(DATA LISTING Opens)
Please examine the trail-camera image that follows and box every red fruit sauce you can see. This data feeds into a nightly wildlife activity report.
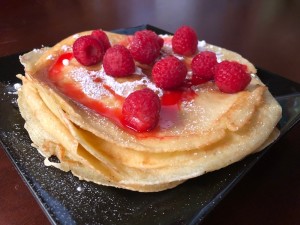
[48,52,197,135]
[48,52,73,81]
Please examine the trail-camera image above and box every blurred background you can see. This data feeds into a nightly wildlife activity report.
[1,0,299,82]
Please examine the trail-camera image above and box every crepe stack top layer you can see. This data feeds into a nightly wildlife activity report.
[17,28,282,192]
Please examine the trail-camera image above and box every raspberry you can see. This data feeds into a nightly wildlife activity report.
[122,88,161,132]
[172,25,198,56]
[191,75,209,86]
[191,51,217,82]
[91,29,111,52]
[129,30,162,64]
[152,56,187,89]
[103,45,135,77]
[214,61,251,93]
[73,35,104,66]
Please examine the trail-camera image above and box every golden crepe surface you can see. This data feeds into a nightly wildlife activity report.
[17,29,282,192]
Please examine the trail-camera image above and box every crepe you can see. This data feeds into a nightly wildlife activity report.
[17,30,282,192]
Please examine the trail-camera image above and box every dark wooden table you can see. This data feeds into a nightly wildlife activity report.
[1,0,299,224]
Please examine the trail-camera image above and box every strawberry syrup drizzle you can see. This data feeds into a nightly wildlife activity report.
[48,52,198,135]
[48,52,73,81]
[161,88,196,106]
[48,53,124,127]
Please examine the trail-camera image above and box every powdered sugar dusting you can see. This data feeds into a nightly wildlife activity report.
[73,34,80,39]
[161,42,184,60]
[61,45,72,52]
[69,66,163,100]
[14,83,22,91]
[32,48,45,54]
[159,34,171,39]
[70,68,110,99]
[46,54,55,60]
[215,51,223,62]
[187,70,193,79]
[62,59,70,66]
[197,40,206,50]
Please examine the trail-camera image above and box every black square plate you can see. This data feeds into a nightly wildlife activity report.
[1,25,300,225]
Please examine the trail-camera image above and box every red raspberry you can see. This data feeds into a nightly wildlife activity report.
[122,88,161,132]
[91,29,111,52]
[73,35,104,66]
[172,25,198,56]
[191,51,217,82]
[103,45,135,77]
[214,61,251,93]
[152,56,187,89]
[191,75,209,86]
[129,30,162,65]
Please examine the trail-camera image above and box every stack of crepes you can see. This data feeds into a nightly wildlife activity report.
[17,30,282,192]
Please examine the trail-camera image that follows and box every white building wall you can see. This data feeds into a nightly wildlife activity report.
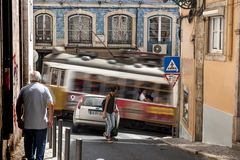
[203,104,233,147]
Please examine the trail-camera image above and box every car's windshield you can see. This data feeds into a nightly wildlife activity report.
[82,97,104,107]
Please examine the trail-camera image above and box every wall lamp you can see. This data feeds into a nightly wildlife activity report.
[118,0,122,6]
[163,0,197,9]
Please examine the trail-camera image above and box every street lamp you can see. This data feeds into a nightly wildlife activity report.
[164,0,197,9]
[173,0,197,9]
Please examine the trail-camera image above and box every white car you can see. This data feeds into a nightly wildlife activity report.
[72,94,120,131]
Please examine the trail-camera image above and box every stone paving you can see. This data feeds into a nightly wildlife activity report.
[161,137,240,160]
[10,138,56,160]
[10,137,240,160]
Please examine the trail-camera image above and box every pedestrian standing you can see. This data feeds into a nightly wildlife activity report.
[16,70,54,160]
[102,85,119,143]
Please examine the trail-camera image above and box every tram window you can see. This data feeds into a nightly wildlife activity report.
[104,83,113,93]
[159,84,171,90]
[108,77,118,84]
[60,70,65,86]
[122,79,137,99]
[42,64,49,84]
[91,81,100,94]
[89,74,101,94]
[117,85,124,98]
[123,86,138,99]
[125,79,135,85]
[72,79,84,92]
[102,76,119,94]
[51,69,58,85]
[146,82,153,87]
[99,76,108,95]
[82,81,91,93]
[155,90,172,104]
[71,72,86,92]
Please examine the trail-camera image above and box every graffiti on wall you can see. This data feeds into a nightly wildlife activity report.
[13,53,18,85]
[183,86,189,124]
[13,53,19,127]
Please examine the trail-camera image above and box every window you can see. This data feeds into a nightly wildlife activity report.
[209,16,224,53]
[50,68,58,85]
[108,14,132,44]
[60,70,65,86]
[42,64,49,83]
[49,68,65,86]
[149,16,171,43]
[68,14,92,44]
[35,14,53,44]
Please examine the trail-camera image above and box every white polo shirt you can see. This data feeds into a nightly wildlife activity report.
[18,82,53,129]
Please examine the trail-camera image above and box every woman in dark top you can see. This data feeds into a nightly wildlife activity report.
[102,86,119,143]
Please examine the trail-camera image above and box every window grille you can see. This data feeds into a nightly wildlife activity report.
(DATA LISTING Closes)
> ACTIVITY: Copy all of the data above exactly. Leave out every picture.

> WORKED SOLUTION:
Please examine the trail-camera image that follows and box every red fruit sauce you can see. This data feeds into a nightly wildlife activity report.
[48,52,197,135]
[48,52,73,81]
Please examine the trail-camera image above and box every blurred background you can see. This data feeds into a nightly wildlife activity report.
[1,0,299,82]
Please examine the trail-camera image above and box every crepe stack top layer you can see. This data feeds into a nightly wildlife activity report.
[17,28,282,192]
Please examine the trail-camera image above and box every raspberry you can see. This data feeds into a nightly wildlife activity report.
[122,88,161,132]
[172,25,198,56]
[191,75,209,86]
[191,51,217,82]
[91,29,111,52]
[129,30,162,64]
[152,56,187,89]
[103,45,135,77]
[214,61,251,93]
[73,35,104,66]
Please examine the trail-camera image above and box every golden crepe surface you can see. This data feeds into a nightly wildlife activity report.
[17,29,282,192]
Please examine the trail-camera image above and box every crepe you can see. This data feeds into a nightly wildlife activity report.
[17,30,282,192]
Please examine the trail-camera image above and box every dark wooden table you can see. This data feeds into a nightly wildlife activity report.
[1,0,299,224]
Please examine the trail-camera image above and box every strawberry syrup drizzle you can see. This data feeds into a nightly wildlife activity report.
[48,52,198,135]
[48,52,73,81]
[161,88,196,106]
[48,53,124,127]
Please examine the trail-camera image above and box every powdered sugar dusting you can see. This data feeds into a nightly wildlife activity report.
[73,34,80,39]
[161,42,184,60]
[61,45,72,52]
[69,66,163,100]
[14,83,22,91]
[32,48,45,54]
[159,34,171,39]
[70,68,110,99]
[46,54,55,60]
[215,51,223,62]
[187,70,193,79]
[62,59,70,66]
[197,40,206,50]
Please examine the trail-camera image above and box every black square plate you can see. This data feeds into a nightly wildlife activity report.
[1,25,300,225]
Please examine the trail-camera image above and box every red raspberry you can see. This data feeds into a nightly wildlife activity report.
[122,88,161,132]
[91,29,111,52]
[73,35,104,66]
[172,25,198,56]
[191,51,217,82]
[103,45,135,77]
[214,61,251,93]
[152,56,187,89]
[191,75,209,86]
[129,30,162,65]
Please examine the trail-camera image above and box every stack of crepes you can see. This data feeds into a nightly wildlife activity report.
[17,30,282,192]
Please examine the trail-camera image that follows and box every white building wall you can see. This data feeds into a nightly wildlife activity report.
[203,104,233,147]
Please examine the trail-camera image above and box every car's windshield you can see. This data feeds into a nightly wildlife activity report.
[82,97,104,107]
Please examine the trail-camera image above and box every wall lamp you can see. This data feeds into a nightly wildlife activity report.
[118,0,122,6]
[163,0,197,9]
Please examine the trail-camera image above and box every street lamp you can see. This data feeds into a nightly wildlife activity report.
[164,0,197,9]
[173,0,197,9]
Please examine the trail-camera image above and box every white car you can see. This data feeds into a nightly wildlife activity report.
[72,94,120,131]
Please examine the trail-camera image above and box every stone paving you can see. This data feeds into a nightly wildlife activity report.
[161,137,240,160]
[10,138,56,160]
[10,137,240,160]
Please examine the trail-camera image above and box every pedestrian standing you can see. This data feeds into a nightly wildlife activity report.
[16,70,54,160]
[102,85,119,143]
Please examine the trail-camera image above and box every tram window you can see. This data feeds into a nightly wildlife activity report.
[104,83,113,93]
[159,84,171,90]
[108,77,118,84]
[60,70,65,86]
[122,79,137,99]
[42,64,49,84]
[91,81,100,94]
[89,74,101,94]
[117,85,124,98]
[123,86,138,99]
[125,79,135,85]
[72,79,84,92]
[102,76,119,94]
[51,69,58,85]
[146,82,153,87]
[99,76,108,95]
[82,81,91,93]
[155,90,172,104]
[71,72,86,92]
Please examine the trail-camera image above and box every graffiti on wall you can see. This data feeds into a nightly wildlife activity report.
[13,53,18,85]
[183,86,189,124]
[13,53,19,127]
Please examine the trail-camera image above and box every window you can see. This data feeds into a nightly wildlife activity report.
[209,16,224,53]
[50,68,58,85]
[108,14,132,44]
[60,70,65,86]
[42,64,49,83]
[49,68,65,86]
[149,16,171,43]
[68,14,92,44]
[35,14,53,44]
Please examine the trail-camera image above and box every white polo shirt you can see. This data feeds into a nightly wildlife activity report.
[18,82,53,129]
Please examine the trail-camera image above and box every woman in dark top you can see. This data feeds into a nightly wildlife activity report.
[102,86,119,143]
Please examine the trail-camera image above and box every window grille you can see. This data feeds into a nightly wildlife activity report.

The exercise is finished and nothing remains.